- **SOURCE DOCUMENT**:

★ ★ ★ ★ ★

4L60E Transmission Rebuild Tips
These are some general 4L60E transmission rebuild tips and tech info that you can use during your build.
Bellhousing bolts.

Most 4L60E transmissions will have torx head bolts holding the bellhousing against the case. You will need a Torx Plus 50 bit to remove them. A regular Torx 50 bit will not work properly.

Later model 4L60E transmissions (2009 and up) will have Mortorq head bolts holding the bellhousing against the case. The picture on the is for illustrative purposes only. You will need a Mortorq MTS 4 socket.
Stripped bolts – If you use the wrong bit or even when using the correct one, there is a real possibility the head bolt will strip. To prevent this, you can heat up the bellhousing if they don’t come out with an impact right away. You can use a portable torch and heat up the bellhousing where the bolts thread into.
If the bolts strip, you can use a bolt extraction kit, drill out the head with a 3/8 bit, a 3/8 rivet removal tool of your choice, or 3/8 spot weld cutter to drill out the bolt head.

Snap Ring Pliers and tips
You will need a set of snap ring pliers mainly for the snap rings holding the output shaft, spring cages, TCC and Boost valves in the pump.
TIP: You can also use these to compress the anti clunk spring if you are unable to remove the center support during disassembly.
Snap Ring Removal tips
Safety First: Always use protective eye gear when removing snap rings. Here are some tips if you are having trouble removing one of the snap rings.

★ ★ ★ ★ ★

- **WHAT YOU WILL DO**: Copy the transmission rebuild tips between "If the bolts" and "the bolt head.", inclusive, substituting "screw extractor set" for "bolt extraction kit". The lines that come next play no part in this.

- **GIVEN INFORMATION**:
★ ★ ★ ★ ★

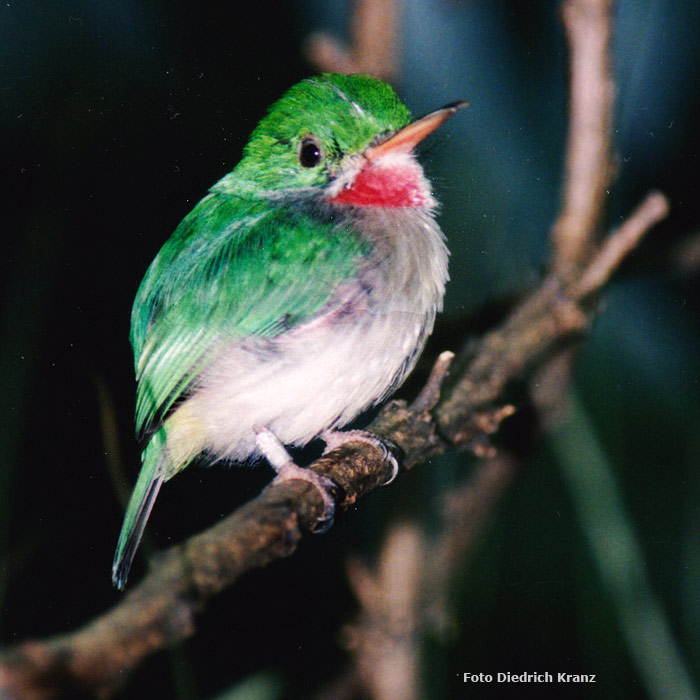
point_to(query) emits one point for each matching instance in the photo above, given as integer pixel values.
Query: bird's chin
(393, 181)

★ ★ ★ ★ ★

- **SOLUTION**:
If the bolts strip, you can use a screw extractor set, drill out the head with a 3/8 bit, a 3/8 rivet removal tool of your choice, or 3/8 spot weld cutter to drill out the bolt head.